━━ AVAILABLE DATA ━━

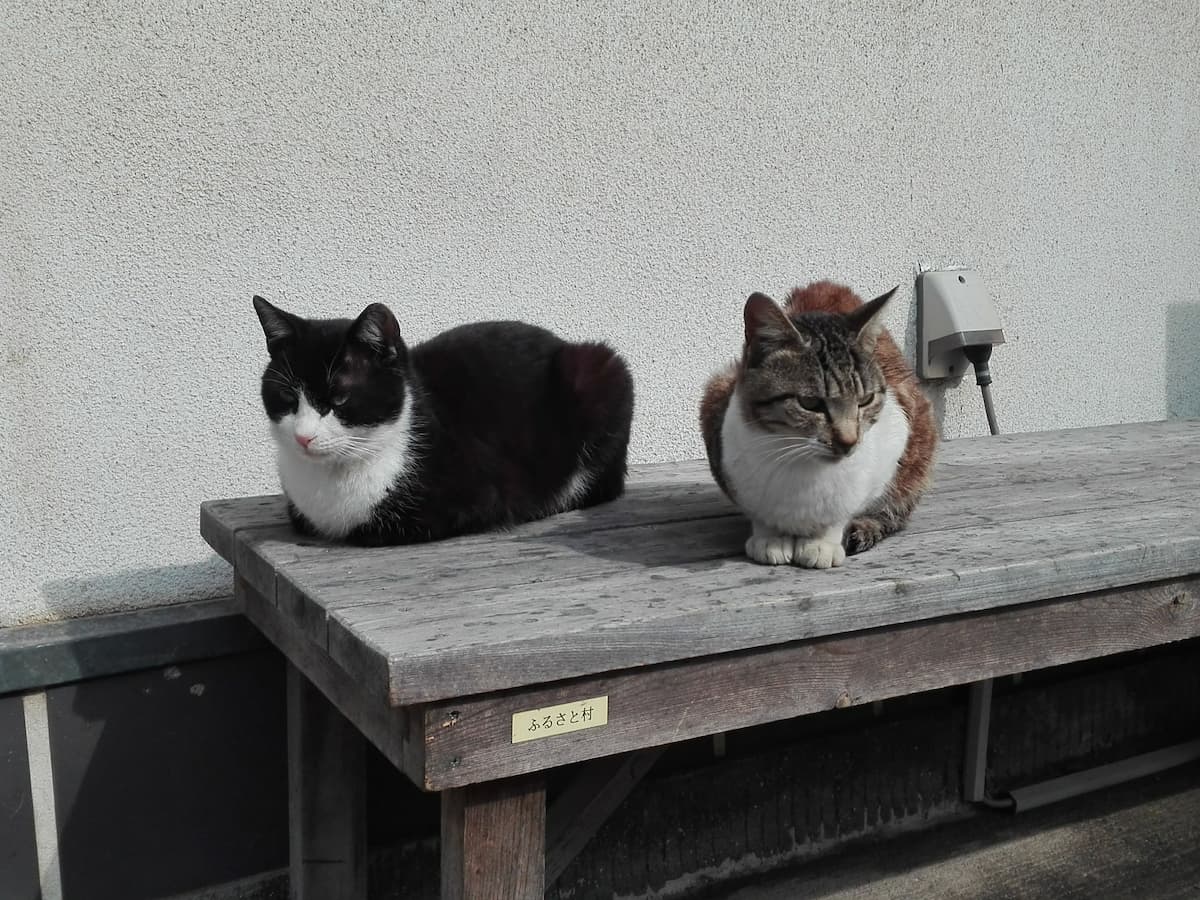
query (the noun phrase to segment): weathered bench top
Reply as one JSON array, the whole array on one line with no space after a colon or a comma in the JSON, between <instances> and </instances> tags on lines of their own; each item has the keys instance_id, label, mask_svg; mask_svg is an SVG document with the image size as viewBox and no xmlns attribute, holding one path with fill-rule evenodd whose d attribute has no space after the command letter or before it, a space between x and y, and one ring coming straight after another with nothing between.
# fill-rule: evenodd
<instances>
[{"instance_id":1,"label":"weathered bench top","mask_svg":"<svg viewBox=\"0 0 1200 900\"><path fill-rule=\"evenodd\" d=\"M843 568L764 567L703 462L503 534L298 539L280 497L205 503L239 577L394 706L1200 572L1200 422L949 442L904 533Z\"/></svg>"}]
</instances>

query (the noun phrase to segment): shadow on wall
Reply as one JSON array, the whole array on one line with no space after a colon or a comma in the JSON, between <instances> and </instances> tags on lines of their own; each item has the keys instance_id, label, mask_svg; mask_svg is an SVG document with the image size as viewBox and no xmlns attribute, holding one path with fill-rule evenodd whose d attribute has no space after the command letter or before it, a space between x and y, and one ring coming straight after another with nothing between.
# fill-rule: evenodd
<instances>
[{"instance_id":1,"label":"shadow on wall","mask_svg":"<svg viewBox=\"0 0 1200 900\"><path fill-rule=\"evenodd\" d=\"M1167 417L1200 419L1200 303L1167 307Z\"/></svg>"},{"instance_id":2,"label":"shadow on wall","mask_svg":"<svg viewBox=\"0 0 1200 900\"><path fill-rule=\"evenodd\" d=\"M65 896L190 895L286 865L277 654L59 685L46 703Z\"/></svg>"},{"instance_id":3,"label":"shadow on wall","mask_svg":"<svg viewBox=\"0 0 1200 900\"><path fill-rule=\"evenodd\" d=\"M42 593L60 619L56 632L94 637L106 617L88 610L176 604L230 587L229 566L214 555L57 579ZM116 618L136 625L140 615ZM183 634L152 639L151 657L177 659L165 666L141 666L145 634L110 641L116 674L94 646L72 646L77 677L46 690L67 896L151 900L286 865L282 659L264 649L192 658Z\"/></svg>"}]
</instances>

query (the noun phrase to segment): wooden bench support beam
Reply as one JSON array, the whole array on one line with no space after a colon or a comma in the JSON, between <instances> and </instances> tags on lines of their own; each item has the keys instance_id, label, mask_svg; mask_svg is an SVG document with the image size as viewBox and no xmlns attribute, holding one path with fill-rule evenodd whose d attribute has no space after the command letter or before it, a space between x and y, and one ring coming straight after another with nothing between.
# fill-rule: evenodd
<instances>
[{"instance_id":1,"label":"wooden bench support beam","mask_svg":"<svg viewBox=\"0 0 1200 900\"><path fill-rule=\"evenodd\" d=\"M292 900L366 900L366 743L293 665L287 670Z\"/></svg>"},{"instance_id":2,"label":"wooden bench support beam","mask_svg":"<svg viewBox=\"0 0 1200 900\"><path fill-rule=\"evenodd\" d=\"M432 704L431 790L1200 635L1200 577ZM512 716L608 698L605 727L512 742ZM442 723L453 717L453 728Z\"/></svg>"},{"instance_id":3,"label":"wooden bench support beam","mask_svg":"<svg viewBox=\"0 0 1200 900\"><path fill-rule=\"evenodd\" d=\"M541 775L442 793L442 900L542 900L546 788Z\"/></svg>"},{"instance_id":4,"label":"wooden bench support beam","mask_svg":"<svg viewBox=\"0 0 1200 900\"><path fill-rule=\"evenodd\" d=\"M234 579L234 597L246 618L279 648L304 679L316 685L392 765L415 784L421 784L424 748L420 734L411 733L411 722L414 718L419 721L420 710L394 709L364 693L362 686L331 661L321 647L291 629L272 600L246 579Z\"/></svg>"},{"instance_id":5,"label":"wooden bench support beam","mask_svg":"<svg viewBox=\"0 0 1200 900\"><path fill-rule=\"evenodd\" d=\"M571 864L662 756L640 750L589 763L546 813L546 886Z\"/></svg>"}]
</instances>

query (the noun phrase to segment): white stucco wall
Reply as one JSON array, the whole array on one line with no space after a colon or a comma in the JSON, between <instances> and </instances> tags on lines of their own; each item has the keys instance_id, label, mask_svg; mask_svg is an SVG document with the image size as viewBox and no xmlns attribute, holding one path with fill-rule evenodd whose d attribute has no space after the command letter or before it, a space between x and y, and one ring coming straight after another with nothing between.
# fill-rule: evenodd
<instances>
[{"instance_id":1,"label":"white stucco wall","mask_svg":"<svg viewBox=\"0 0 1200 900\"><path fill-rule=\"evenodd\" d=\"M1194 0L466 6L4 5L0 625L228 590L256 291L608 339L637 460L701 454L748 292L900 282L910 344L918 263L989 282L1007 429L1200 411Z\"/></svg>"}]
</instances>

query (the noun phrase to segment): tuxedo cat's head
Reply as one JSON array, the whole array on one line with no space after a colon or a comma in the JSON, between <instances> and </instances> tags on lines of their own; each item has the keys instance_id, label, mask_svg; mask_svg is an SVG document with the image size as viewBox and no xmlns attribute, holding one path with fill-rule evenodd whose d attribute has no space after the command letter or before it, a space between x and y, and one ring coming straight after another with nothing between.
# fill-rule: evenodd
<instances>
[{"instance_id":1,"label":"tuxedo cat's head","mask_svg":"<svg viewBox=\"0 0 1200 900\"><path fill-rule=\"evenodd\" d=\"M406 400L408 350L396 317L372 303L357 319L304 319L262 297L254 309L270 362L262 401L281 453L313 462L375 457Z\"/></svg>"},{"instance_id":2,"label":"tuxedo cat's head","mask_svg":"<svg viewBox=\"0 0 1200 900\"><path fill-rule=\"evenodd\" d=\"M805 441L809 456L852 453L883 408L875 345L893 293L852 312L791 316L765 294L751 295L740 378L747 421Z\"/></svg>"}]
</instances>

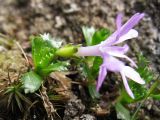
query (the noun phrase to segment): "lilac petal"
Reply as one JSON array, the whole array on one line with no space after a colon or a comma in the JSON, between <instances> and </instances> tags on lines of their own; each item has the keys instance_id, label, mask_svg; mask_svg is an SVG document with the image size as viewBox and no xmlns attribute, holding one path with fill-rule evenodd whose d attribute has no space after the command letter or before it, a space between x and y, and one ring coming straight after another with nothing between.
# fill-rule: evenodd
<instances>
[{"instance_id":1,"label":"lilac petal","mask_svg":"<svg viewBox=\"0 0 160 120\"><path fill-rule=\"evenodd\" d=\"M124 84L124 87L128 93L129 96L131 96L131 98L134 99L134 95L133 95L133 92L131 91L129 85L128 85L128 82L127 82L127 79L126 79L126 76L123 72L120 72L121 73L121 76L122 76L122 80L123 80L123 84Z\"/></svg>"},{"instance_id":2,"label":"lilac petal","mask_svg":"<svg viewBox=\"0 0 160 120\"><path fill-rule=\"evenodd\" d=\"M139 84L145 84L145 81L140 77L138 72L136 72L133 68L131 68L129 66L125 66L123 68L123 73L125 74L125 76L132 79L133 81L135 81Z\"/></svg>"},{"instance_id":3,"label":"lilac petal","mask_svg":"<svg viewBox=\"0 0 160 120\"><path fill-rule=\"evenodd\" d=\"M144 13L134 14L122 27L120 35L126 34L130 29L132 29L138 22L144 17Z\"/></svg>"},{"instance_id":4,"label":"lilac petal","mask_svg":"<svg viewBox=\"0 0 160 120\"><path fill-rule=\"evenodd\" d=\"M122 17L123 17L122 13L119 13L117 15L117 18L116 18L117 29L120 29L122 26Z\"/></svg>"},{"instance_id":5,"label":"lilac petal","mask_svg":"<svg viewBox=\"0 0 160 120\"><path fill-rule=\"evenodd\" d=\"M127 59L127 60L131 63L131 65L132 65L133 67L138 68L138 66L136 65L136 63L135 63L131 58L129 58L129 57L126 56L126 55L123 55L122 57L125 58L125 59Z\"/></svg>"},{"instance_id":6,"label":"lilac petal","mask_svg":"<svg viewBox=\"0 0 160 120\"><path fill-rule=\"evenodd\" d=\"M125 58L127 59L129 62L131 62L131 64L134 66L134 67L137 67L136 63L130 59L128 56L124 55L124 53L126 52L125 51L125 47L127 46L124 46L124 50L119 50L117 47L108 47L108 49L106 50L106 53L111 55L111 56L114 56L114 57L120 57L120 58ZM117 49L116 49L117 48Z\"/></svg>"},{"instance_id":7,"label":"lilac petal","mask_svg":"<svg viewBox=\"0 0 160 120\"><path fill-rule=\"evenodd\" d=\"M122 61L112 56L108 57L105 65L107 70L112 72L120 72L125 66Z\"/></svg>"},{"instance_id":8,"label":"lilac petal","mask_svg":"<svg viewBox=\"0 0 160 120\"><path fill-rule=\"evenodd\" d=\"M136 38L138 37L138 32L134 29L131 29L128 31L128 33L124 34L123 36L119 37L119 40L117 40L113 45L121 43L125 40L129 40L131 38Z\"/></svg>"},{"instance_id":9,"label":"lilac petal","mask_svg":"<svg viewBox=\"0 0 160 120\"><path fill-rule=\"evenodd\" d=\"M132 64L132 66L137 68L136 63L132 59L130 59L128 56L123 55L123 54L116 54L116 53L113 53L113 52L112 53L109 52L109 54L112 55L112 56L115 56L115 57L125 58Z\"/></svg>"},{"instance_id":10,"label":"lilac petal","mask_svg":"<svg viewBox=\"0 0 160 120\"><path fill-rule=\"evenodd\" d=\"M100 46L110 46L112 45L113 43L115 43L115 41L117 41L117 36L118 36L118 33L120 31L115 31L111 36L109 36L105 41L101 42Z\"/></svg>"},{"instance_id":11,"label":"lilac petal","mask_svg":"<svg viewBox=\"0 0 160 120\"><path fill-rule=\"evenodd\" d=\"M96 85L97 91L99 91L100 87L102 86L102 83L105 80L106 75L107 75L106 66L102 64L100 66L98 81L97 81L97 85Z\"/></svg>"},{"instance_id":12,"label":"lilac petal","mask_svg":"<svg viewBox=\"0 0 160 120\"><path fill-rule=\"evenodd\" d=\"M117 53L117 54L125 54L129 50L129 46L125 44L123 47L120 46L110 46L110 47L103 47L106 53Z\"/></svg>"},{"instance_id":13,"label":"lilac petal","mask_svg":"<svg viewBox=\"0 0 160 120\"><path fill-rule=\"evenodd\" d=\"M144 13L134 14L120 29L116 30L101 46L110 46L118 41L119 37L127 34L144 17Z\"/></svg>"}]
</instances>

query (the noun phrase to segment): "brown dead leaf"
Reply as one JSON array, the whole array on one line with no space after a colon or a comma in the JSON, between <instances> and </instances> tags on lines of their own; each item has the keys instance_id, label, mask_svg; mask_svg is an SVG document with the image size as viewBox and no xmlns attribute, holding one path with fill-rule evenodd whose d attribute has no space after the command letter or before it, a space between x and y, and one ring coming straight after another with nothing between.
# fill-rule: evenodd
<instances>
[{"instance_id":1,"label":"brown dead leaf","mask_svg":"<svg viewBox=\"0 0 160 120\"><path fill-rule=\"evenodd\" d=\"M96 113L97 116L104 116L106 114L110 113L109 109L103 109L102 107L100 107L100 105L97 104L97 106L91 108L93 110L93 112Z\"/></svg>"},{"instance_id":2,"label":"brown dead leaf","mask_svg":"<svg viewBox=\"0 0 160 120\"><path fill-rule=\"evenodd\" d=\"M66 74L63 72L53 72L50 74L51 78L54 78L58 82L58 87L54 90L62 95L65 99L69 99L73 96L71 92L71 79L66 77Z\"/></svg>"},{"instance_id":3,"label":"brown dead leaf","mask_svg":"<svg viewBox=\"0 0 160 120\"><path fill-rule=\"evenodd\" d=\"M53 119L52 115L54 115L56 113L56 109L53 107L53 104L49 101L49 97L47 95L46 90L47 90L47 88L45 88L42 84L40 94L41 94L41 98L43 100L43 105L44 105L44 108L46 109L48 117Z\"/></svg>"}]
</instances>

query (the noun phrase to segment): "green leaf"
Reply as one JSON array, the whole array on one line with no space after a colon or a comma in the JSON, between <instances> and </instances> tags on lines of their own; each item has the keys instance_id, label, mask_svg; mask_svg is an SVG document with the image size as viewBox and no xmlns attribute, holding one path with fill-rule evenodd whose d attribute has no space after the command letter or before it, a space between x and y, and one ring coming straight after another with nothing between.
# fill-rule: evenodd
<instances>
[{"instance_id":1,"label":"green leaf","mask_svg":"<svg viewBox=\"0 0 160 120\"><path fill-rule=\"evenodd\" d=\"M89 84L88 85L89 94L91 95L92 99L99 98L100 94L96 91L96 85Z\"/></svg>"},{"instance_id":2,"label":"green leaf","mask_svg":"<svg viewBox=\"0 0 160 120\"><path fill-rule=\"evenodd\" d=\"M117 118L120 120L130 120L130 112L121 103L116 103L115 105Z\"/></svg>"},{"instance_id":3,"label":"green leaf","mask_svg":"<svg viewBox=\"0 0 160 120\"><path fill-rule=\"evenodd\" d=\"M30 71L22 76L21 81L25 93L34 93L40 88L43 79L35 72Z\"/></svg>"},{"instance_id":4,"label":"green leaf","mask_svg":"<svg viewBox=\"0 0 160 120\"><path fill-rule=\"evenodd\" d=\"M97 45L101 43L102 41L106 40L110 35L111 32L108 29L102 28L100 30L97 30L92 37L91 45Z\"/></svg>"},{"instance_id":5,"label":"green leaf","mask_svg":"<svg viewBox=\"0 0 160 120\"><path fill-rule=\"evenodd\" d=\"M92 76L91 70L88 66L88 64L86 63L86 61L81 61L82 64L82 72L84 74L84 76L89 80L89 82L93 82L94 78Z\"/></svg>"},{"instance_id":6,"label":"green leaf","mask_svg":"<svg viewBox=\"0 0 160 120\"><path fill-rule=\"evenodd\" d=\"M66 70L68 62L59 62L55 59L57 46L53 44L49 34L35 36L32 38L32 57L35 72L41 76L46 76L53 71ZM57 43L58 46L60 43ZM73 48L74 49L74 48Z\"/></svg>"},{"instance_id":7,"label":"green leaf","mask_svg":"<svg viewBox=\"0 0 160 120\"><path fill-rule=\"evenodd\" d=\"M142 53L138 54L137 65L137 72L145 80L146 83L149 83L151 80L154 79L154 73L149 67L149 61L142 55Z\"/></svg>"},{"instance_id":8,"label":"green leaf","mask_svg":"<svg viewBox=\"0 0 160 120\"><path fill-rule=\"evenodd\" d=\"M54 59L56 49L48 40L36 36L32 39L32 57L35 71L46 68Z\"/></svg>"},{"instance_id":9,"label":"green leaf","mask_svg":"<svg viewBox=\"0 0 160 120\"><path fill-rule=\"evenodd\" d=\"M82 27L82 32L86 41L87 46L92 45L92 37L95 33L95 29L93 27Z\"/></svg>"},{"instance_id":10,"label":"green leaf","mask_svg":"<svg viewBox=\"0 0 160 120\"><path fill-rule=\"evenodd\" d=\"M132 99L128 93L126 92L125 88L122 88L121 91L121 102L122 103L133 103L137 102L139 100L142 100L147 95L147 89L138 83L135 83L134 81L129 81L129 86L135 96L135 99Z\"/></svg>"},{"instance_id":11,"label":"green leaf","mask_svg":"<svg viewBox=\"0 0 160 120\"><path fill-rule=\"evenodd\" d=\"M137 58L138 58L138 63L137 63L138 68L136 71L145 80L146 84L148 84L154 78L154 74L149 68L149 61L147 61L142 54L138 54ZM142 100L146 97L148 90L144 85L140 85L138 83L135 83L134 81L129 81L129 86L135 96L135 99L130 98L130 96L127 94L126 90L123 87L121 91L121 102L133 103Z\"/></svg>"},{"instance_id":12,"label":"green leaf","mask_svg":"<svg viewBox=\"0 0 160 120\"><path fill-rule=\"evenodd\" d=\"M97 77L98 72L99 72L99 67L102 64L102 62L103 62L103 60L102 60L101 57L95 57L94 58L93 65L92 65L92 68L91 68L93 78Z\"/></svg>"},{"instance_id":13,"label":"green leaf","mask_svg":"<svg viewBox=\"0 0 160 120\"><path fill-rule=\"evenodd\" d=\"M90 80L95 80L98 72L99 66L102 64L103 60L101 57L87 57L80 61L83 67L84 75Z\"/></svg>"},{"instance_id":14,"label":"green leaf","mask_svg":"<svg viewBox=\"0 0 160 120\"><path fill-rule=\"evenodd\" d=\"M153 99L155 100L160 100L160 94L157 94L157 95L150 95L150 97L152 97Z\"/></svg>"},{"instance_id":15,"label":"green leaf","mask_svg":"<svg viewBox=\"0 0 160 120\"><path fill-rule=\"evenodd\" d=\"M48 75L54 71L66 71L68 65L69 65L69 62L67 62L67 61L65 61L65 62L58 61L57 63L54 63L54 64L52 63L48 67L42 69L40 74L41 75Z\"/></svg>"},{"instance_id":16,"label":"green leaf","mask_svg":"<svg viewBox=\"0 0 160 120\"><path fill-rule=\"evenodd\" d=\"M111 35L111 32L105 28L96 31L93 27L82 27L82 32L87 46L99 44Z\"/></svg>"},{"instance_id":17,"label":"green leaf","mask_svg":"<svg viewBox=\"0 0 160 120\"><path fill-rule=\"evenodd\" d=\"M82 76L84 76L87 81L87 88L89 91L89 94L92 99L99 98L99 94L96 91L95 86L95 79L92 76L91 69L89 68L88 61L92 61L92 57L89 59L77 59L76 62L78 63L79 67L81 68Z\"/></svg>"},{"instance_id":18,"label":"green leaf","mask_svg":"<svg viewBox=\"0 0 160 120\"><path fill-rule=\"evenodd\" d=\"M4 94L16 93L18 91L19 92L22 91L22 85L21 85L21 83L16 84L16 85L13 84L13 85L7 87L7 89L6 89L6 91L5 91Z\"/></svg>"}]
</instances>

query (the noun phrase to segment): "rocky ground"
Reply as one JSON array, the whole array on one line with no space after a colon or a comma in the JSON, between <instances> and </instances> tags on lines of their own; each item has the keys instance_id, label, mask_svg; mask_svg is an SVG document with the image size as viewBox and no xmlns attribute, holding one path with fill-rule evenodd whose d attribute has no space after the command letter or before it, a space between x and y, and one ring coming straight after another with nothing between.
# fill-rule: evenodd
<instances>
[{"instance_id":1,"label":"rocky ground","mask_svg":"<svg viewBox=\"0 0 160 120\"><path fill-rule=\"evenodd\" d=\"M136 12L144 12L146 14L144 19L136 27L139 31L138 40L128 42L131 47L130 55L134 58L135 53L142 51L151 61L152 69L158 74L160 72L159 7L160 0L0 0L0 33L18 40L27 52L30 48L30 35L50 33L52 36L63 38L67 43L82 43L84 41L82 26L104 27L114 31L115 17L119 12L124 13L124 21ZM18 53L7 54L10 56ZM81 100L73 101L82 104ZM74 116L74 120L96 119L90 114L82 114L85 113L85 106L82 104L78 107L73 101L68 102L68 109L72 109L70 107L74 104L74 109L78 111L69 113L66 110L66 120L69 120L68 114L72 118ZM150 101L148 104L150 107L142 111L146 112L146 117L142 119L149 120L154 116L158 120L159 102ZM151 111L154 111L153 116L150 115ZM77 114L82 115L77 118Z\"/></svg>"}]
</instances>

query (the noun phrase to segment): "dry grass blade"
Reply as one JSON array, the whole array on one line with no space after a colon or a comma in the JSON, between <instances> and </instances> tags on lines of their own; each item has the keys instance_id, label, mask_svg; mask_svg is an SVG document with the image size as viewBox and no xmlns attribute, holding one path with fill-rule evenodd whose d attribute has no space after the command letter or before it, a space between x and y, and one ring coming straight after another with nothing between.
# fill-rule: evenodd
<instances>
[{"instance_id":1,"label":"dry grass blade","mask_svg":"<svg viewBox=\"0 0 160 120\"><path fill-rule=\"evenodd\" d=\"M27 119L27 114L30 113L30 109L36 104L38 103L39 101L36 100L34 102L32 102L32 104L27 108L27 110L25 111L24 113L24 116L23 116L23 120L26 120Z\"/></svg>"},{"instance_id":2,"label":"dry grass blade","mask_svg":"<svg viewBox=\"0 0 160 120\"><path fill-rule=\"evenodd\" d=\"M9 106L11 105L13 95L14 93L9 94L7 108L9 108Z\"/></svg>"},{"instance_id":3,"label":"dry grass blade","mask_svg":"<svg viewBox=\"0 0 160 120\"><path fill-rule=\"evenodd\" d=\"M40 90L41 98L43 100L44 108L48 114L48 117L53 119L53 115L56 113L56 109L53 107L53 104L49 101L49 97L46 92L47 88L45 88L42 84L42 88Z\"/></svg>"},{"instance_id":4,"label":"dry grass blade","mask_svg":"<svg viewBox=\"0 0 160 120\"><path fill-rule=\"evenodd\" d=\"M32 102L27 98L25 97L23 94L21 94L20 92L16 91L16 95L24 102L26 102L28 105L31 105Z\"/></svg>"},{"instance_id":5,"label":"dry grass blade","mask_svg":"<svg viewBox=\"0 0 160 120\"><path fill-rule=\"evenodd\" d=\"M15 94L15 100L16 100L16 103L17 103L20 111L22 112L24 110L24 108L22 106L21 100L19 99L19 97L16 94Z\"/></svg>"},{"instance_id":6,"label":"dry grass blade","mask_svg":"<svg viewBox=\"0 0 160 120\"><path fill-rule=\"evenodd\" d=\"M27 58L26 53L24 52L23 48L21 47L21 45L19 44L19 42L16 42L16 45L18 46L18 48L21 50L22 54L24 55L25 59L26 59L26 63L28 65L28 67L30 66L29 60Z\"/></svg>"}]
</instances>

━━━

EXERCISE BRIEF ▸
Look through the entries above, find each line containing "noun", and copy it.

RESULT ▸
query (the noun phrase to segment): weathered bench top
query (the noun phrase to segment): shadow on wall
query (the noun phrase to segment): wooden bench support beam
query (the noun phrase to segment): white stucco wall
query (the noun phrase to segment): tuxedo cat's head
query (the noun phrase to segment): "lilac petal"
query (the noun phrase to segment): "brown dead leaf"
query (the noun phrase to segment): "green leaf"
query (the noun phrase to segment): "rocky ground"
query (the noun phrase to segment): "dry grass blade"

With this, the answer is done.